▶ _Data shown_

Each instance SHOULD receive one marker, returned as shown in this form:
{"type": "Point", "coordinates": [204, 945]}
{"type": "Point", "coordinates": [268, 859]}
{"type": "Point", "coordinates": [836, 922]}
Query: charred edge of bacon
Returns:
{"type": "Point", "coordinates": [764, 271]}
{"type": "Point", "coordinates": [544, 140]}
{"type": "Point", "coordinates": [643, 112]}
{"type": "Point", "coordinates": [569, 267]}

▶ _Problem description_
Could you set out the material above as a Markdown table with two columns, Row and Entry, giving each line's number and its text and omitting any blank lines?

▶ _Solution to the problem_
| Row | Entry |
|---|---|
| 1 | Each instance SHOULD receive one marker, returned as shown in this form: |
| 2 | {"type": "Point", "coordinates": [204, 945]} |
| 3 | {"type": "Point", "coordinates": [268, 859]} |
| 4 | {"type": "Point", "coordinates": [836, 922]} |
| 5 | Query: charred edge of bacon |
| 6 | Returns: |
| 7 | {"type": "Point", "coordinates": [764, 271]} |
| 8 | {"type": "Point", "coordinates": [544, 140]} |
| 9 | {"type": "Point", "coordinates": [643, 112]} |
| 10 | {"type": "Point", "coordinates": [569, 267]} |